##### Record excerpts
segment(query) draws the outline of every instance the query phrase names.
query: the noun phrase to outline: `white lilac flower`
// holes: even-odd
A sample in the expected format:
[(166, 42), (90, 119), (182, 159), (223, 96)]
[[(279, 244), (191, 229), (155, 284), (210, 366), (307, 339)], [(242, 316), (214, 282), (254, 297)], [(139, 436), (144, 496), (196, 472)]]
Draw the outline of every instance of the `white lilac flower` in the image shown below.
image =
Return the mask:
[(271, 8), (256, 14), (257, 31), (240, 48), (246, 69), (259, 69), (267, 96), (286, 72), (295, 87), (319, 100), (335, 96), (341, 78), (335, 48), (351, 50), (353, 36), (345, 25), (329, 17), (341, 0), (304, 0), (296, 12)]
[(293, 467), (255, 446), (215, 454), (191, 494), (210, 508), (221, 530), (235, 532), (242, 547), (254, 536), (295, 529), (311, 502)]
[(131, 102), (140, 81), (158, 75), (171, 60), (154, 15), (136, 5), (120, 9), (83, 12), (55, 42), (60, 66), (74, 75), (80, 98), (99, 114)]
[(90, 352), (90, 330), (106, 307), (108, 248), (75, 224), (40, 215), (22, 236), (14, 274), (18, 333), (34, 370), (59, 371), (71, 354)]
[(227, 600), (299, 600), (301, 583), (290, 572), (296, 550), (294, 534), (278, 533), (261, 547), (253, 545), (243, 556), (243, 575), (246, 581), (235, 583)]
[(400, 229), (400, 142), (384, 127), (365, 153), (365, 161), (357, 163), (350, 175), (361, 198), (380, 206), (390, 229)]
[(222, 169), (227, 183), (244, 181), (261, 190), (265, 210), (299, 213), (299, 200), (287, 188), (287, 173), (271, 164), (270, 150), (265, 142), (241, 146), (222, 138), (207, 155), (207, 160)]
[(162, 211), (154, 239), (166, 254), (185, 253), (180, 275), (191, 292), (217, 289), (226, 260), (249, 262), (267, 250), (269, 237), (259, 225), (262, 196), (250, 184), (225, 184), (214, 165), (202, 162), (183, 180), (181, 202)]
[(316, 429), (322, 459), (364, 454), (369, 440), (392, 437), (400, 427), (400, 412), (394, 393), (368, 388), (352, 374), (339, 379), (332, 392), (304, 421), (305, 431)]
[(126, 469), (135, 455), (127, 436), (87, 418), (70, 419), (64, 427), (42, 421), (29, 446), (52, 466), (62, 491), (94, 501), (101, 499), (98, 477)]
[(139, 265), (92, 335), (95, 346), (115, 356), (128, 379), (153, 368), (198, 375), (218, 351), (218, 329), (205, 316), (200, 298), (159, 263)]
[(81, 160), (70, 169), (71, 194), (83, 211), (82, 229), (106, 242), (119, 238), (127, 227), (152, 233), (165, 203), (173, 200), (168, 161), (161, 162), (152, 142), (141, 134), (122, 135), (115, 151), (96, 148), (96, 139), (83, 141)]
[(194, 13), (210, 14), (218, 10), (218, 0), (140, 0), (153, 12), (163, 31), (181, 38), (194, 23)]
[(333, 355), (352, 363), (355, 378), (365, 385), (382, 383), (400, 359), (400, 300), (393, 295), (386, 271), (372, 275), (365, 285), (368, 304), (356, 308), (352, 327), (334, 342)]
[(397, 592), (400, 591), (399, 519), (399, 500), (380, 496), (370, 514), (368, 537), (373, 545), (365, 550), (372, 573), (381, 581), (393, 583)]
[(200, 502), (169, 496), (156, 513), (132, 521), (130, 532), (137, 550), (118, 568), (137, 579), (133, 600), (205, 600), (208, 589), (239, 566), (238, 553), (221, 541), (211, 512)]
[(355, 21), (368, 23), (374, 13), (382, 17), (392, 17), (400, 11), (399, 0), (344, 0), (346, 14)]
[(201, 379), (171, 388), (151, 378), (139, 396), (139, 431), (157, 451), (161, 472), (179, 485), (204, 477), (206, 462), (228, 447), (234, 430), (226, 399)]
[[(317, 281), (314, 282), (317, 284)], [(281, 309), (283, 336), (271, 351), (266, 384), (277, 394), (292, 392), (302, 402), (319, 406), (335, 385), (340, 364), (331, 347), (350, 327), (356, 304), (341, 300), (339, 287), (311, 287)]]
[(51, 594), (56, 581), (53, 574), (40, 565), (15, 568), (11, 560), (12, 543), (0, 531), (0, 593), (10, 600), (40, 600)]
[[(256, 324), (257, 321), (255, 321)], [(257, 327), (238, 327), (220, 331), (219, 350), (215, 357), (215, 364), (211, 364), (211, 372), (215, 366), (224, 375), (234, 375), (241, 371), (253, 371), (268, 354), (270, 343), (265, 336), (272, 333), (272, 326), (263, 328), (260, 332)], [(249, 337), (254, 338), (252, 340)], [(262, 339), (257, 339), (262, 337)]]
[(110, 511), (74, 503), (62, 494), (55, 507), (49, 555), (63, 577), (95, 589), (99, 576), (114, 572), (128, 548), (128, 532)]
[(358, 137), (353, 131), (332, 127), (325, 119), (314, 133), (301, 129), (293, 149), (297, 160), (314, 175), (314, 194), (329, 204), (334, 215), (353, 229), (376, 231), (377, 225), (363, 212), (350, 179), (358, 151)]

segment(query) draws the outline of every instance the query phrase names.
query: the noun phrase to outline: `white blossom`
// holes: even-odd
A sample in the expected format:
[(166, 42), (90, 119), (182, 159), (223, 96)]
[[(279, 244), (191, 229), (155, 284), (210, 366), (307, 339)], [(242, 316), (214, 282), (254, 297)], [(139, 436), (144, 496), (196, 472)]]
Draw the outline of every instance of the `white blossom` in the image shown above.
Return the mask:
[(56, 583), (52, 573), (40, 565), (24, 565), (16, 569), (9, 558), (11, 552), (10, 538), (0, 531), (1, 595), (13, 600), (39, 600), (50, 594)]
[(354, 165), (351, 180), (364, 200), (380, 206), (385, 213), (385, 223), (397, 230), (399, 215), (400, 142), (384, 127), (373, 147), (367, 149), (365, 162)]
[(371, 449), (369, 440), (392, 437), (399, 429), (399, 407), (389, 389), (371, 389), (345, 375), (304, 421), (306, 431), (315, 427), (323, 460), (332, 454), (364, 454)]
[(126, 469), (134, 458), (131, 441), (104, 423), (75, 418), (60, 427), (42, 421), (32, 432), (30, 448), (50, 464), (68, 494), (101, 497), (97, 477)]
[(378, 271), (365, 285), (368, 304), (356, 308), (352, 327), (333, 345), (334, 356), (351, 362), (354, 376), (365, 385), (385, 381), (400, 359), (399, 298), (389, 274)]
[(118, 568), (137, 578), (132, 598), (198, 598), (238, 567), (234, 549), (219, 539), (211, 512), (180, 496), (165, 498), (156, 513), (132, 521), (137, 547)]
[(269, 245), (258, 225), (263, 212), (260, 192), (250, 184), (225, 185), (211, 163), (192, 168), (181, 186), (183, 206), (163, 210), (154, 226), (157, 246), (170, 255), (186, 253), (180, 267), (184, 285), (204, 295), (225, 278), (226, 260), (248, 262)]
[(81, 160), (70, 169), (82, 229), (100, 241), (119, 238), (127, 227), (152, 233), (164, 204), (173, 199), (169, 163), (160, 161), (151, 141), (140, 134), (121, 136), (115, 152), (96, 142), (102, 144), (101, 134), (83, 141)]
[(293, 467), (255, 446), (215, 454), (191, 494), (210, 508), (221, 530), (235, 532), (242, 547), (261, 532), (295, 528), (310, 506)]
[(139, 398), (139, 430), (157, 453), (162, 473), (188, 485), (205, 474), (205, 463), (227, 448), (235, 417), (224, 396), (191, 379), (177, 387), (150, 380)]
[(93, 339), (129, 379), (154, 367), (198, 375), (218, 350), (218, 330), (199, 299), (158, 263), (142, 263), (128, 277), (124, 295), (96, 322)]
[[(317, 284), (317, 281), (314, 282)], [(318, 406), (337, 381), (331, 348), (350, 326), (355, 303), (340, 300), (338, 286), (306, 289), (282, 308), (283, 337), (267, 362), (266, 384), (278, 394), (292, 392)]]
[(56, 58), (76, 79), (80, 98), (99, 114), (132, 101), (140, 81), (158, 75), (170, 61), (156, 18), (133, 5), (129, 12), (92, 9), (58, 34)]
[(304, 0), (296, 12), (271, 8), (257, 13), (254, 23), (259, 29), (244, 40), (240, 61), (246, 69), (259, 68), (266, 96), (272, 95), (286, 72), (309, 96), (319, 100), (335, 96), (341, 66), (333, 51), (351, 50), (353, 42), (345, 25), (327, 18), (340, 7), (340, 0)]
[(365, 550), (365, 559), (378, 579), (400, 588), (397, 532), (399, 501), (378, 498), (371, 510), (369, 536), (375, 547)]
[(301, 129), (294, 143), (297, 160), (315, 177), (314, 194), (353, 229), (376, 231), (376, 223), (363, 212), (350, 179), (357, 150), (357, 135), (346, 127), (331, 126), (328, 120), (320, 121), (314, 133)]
##########
- _Work instructions_
Check each line above for the string "query" and return those that contain it.

- _Response to this task_
segment(query) draws the outline of every instance the query phrase names.
query: the noun phrase to outline: `white lilac flower`
segment(query) draws the outline of every instance the query phrase names.
query: the noun phrase to outline: `white blossom`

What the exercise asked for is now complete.